What you will do: Count the rows below that contain the string "water", treating uppercase and lowercase as different. Reply with the number alone.

Data records:
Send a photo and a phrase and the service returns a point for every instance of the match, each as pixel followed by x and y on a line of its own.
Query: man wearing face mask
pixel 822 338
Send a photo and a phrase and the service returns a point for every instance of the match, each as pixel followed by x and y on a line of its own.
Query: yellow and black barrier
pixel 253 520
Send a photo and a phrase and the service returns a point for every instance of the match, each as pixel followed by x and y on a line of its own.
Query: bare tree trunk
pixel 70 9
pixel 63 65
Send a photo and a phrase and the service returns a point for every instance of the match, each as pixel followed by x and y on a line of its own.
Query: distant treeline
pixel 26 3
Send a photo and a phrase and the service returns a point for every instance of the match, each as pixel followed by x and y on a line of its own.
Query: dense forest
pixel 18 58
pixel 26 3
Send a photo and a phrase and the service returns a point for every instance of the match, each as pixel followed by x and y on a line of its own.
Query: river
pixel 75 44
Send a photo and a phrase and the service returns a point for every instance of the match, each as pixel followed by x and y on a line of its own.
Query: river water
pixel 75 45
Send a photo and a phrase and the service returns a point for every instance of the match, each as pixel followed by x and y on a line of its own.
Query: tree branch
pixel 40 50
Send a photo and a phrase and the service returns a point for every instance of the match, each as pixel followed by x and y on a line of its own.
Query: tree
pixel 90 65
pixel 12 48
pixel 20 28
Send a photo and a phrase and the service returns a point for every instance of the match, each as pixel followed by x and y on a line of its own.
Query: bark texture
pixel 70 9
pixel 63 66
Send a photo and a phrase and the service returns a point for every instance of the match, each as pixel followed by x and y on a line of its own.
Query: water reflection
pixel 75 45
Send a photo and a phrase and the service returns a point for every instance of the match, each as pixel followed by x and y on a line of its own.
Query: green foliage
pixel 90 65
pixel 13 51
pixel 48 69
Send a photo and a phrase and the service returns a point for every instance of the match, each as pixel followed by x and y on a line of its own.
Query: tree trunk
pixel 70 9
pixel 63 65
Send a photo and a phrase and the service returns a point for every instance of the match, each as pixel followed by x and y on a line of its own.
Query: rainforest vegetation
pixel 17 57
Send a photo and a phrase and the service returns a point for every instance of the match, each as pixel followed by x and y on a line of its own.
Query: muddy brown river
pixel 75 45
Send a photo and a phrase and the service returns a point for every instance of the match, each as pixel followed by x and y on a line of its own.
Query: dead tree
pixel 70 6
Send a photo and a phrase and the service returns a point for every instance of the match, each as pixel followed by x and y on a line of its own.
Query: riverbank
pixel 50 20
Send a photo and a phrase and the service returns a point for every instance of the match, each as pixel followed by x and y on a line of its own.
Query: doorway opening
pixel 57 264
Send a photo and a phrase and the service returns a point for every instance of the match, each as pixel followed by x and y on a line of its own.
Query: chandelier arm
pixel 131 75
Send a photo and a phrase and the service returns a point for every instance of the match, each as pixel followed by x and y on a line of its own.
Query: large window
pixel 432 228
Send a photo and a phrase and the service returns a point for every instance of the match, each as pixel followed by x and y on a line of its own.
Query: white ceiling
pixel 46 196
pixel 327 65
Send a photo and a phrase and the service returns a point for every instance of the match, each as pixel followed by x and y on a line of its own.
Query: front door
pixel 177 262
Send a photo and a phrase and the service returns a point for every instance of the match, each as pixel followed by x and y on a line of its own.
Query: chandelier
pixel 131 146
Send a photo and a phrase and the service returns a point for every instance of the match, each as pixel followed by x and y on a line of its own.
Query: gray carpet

Reply: 2